▶ _What to produce_:
Rewrite these lines with "Search for" changed to "Look for" everywhere it appears, leaving everything else the same.

▶ _Material shown_:
###

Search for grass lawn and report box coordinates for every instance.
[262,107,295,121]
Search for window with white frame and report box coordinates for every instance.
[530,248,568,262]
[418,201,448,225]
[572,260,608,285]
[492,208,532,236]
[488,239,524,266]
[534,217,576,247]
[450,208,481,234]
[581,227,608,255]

###

▶ _Expected answer_:
Look for grass lawn and report box coordinates for every instance.
[262,107,295,121]
Look for window with white frame and report box coordinates for every instance.
[530,248,568,262]
[418,201,448,225]
[572,260,608,285]
[492,208,532,236]
[488,239,524,266]
[534,217,576,247]
[450,208,481,234]
[581,227,608,255]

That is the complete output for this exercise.